▶ _EXCERPT TO READ_:
But first, let's be clear: a "myth" is not the same thing as a lie. A myth is a transgenerational story we tell ourselves, which often has a grain of truth to it, and which usually serves some unifying function in our culture. It is a myth that George Washington threw a silver dollar across the Potomac River — there were no silver dollars at the time — but the story usefully reminds us, across many generations, that our first President was a powerful man capable of great accomplishments. No lie in that!
So, too, we have the myth of depression as a "clarifying force," or as an "adaptive response to affliction" — notions being advanced by a number of psychologists, psychiatrists, and sociologists. Thus, Lehrer quotes psychiatrist Andy Thomson as saying, "…even if you are depressed for a few months, the depression might be worth it if it helps you better understand social relationships… Maybe you realize you need to be less rigid or more loving. Those are insights that can come out of depression, and they can be very valuable."

▶ _APPLY WHAT YOU READ_:
A. According to the passage on myths about depression, why could George Washington not have thrown a silver dollar across the Potomac River?
B. Pick up the passage on myths about depression after its last sentence and continue writing it.

▶ _LISTED RECORDS_:
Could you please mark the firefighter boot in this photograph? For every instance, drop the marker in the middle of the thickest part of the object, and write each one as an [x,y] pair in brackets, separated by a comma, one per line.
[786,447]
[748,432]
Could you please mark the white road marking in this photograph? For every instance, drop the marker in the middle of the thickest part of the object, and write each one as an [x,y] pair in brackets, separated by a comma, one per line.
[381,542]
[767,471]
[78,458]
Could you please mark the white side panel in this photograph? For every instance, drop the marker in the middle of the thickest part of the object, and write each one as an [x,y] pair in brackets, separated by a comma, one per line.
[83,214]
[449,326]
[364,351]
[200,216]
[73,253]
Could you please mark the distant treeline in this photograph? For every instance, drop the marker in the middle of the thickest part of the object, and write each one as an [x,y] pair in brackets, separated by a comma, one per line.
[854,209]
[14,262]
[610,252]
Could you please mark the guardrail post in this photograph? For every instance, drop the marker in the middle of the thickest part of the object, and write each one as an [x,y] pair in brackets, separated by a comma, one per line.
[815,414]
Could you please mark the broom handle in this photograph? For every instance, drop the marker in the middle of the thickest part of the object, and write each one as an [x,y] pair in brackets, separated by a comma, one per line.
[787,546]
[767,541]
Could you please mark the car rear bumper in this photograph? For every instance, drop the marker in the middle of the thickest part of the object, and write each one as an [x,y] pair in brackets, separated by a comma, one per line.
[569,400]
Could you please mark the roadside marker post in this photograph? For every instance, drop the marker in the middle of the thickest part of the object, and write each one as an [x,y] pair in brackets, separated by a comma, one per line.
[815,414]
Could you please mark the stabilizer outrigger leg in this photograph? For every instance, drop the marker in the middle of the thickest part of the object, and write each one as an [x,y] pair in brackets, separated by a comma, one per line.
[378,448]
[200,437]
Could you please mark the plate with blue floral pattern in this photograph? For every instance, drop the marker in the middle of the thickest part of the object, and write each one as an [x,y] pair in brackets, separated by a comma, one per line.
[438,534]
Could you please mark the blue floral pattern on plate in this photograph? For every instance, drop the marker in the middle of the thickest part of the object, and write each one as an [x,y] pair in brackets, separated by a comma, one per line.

▶ _YOUR RESPONSES_:
A. There were no silver dollars at the time.

B.
Now, with all due respect to Dr. Thomson, I am inclined to ask, "Worth it to whom?" Perhaps the patients Dr. Thomson has treated emerge from their three-month bouts of depression saying, "Ya know what, Doc? It's been a bad three months—lost my job, almost killed myself, and couldn't get a damn thing done—but overall, it was worth it!" The depressed patients I evaluated over the past nearly 30 years almost never reported that their major depressive episodes had a "net mental benefit," to quote Lehrer's article. Most felt that their lives and souls had been stolen from them for the duration of their depressive episode. Many would have understood and endorsed Willam Styron's description of his own depression, in his book Darkness Visible:
"Death was now a daily presence, blowing over me in cold gusts. Mysteriously and in ways that are totally remote from normal experience, the gray drizzle of horror induced by depression takes on the quality of physical pain… [the] despair, owing to some evil trick played upon the sick brain by the inhabiting psyche, comes to resemble the diabolical discomfort of being imprisoned in a fiercely overheated room."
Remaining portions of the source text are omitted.